------ Texte d'exercice

Mme Marie-Madeleine Dieulangard a souligné que ce budget présentait, à structure constante, une augmentation de 4,5 % qui représentait un effort de solidarité accru dont on pouvait se féliciter. Elle a rappelé que le problème administratif du délai d'agrément des accords dans le secteur social et médico-social se résoudrait dans la mesure où les accords seraient réputés agréés à la date à laquelle ils avaient été conclus et que les établissements sociaux et médico-sociaux recevraient donc les aides légales auxquelles ils ont droit. Concernant l'insertion des bénéficiaires du RMI, elle a rappelé que, dans le cadre du programme de lutte contre les exclusions, le Gouvernement avait prévu un accompagnement spécial pour les chômeurs de longue durée et elle s'est interrogée sur les insuffisances de l'action des départements en matière d'insertion. Elle a observé que le mécanisme d'intéressement à la sortie du RMI prévu dans la loi du 29 juillet 1998 aboutissait dans un premier temps à un maintien, dans les effectifs du RMI, d'allocataires en voie de réinsertion professionnelle.

Concernant les personnes titulaires de l'AAH en raison d'une dépendance alcoolique, elle a estimé que, dans ce cas, l'attribution de l'allocation se justifiait compte tenu de l'état de dégradation physique atteint par les victimes après plusieurs années de dépendance.

M. Philippe Nogrix a rappelé que les départements avaient consenti à un réel effort pour améliorer le nombre de places destinées aux personnes handicapées au cours de ces dernières années et il a remarqué que l'action des départements, dans le cadre des lois de décentralisation, ne devait pas être injustement critiquée.

------------
------ Support d'étude

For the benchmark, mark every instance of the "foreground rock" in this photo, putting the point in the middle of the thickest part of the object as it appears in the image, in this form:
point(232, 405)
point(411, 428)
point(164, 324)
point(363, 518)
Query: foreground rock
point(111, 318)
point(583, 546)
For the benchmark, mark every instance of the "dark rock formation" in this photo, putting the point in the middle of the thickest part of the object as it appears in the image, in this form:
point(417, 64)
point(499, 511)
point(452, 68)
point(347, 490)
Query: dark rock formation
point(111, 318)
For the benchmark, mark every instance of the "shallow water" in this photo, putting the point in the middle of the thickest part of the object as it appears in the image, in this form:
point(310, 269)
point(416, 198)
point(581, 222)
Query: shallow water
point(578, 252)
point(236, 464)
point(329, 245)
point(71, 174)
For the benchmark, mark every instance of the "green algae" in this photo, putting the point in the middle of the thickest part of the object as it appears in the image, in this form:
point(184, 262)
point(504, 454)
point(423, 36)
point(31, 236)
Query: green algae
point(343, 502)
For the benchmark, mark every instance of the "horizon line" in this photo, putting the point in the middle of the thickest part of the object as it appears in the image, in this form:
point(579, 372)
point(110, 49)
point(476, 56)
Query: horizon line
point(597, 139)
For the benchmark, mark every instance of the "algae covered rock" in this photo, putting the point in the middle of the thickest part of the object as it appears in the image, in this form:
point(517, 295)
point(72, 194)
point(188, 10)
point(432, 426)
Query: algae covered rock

------------

◆ Consigne ◆
Indiquez pour chacune des affirmations suivantes si elle concorde avec le texte d'exercice, en répondant par oui ou par non et en citant les mots du texte qui permettent de trancher.
1. Selon Mme Marie-Madeleine Dieulangard, le budget présente, à structure constante, une augmentation de 4,5 %.
2. Mme Marie-Madeleine Dieulangard juge injustifiée l'attribution de l'AAH aux personnes atteintes d'une dépendance alcoolique.
3. M. Philippe Nogrix estime que l'action des départements mérite d'être critiquée.

◆ Corrigé ◆
1. Oui : « ce budget présentait, à structure constante, une augmentation de 4,5 % »
2. Non : « l'attribution de l'allocation se justifiait »
3. Non : « l'action des départements, dans le cadre des lois de décentralisation, ne devait pas être injustement critiquée »